Imagino que la mayoría de nosotros llegaríamos instintivamente a la conclusión de que si el «teólogo» de nuestro experimento mental cometiera adulterio habitual arrogante e impenitente, el calificativo de «esposo adúltero e infiel, pero espléndido teólogo» no sería más que un oxímoron.

Y no hemos estado pensando en una figura hipotética; hemos estado pensando en Karl Barth, considerado por muchos como uno de los teólogos más importantes del siglo XX.

Karl Barth y el problema del pecado habitual

La mayoría de los teólogos e historiadores se han ocupado de la obra de Barth sin tener que abordar la cuestión de su relación con su ayudante, Charlotte von Kirschbaum, por la sencilla razón de que nadie podía confirmar si su relación era algo más que profesional. Con el reciente descubrimiento de la correspondencia privada de Barth con Kirschbaum [en inglés], la relación romántica se ha hecho indiscutible.

Barth no solo mantuvo un romance prolongado con Kirschbaum, sino que la invitó a vivir con él y su familia. Esto supuso una tensión increíble en su relación con su esposa Nelly, la cual era consciente de ello. De hecho, su depresión era tan grave que en un momento dado le puso un ultimátum a Barth: o Kirschbaum se mudaba de casa, o Nelly haría lo impensable y se divorciaría de él. Barth, siempre comprometido con acciones racionales y bien pensadas, respondió convocando una reunión entre él, su esposa y su amante para hablar del asunto. El resultado fue que Nelly recibió un «no» a su ultimátum y se vio obligada a seguir viviendo con su esposo adúltero y su amante.

• **SOLICITUD PLANTEADA 1**
Reproduce el pasaje del texto sobre Karl Barth desde «Y no hemos estado» hasta «ha hecho indiscutible.».
• **SOLICITUD PLANTEADA 2**
Localiza en el listado cada línea que contenga la cadena «segment» y cópiala. Ten en cuenta las mayúsculas y minúsculas.
El listado no guarda ninguna relación con el texto sobre Karl Barth.

• **LOS DATOS**
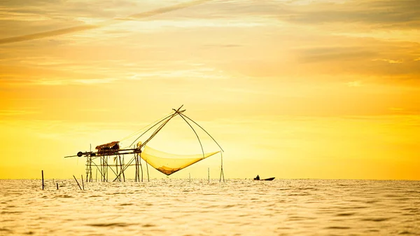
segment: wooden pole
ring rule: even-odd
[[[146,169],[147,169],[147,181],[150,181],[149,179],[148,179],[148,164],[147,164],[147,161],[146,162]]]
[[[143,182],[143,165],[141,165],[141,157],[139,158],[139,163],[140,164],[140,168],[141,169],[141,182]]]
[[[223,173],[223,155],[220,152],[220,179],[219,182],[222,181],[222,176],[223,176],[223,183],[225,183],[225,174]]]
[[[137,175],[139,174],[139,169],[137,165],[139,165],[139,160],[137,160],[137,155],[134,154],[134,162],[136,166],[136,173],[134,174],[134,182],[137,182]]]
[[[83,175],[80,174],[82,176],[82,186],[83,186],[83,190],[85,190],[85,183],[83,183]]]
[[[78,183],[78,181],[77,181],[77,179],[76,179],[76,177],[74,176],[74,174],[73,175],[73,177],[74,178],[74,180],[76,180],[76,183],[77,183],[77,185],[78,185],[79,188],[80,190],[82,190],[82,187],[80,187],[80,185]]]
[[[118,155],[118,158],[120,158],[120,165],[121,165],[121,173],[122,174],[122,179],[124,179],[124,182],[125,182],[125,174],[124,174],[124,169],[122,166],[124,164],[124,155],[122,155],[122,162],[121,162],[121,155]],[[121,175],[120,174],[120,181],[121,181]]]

--

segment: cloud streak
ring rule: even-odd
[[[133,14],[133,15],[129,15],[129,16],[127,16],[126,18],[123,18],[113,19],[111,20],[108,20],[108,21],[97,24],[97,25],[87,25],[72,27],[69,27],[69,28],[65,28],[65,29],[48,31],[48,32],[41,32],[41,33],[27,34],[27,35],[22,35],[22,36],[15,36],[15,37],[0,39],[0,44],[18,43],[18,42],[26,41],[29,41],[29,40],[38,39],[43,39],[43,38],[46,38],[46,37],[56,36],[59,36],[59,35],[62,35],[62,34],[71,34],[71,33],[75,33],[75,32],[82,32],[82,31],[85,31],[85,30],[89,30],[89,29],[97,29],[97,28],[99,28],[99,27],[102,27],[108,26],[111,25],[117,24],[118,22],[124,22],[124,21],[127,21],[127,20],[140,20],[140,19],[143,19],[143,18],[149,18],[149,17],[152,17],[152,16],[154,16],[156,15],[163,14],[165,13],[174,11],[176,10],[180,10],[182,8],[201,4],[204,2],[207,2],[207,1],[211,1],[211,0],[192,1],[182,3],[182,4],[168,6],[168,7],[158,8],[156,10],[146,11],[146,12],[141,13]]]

* * *

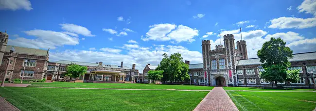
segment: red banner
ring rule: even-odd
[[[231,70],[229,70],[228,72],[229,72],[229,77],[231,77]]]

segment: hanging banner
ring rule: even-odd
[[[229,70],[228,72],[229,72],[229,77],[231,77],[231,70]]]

• **SOLUCIÓN 1**
Y no hemos estado pensando en una figura hipotética; hemos estado pensando en Karl Barth, considerado por muchos como uno de los teólogos más importantes del siglo XX.

Karl Barth y el problema del pecado habitual

La mayoría de los teólogos e historiadores se han ocupado de la obra de Barth sin tener que abordar la cuestión de su relación con su ayudante, Charlotte von Kirschbaum, por la sencilla razón de que nadie podía confirmar si su relación era algo más que profesional. Con el reciente descubrimiento de la correspondencia privada de Barth con Kirschbaum [en inglés], la relación romántica se ha hecho indiscutible.

• **SOLUCIÓN 2**
segment: wooden pole
segment: cloud streak
segment: red banner
segment: hanging banner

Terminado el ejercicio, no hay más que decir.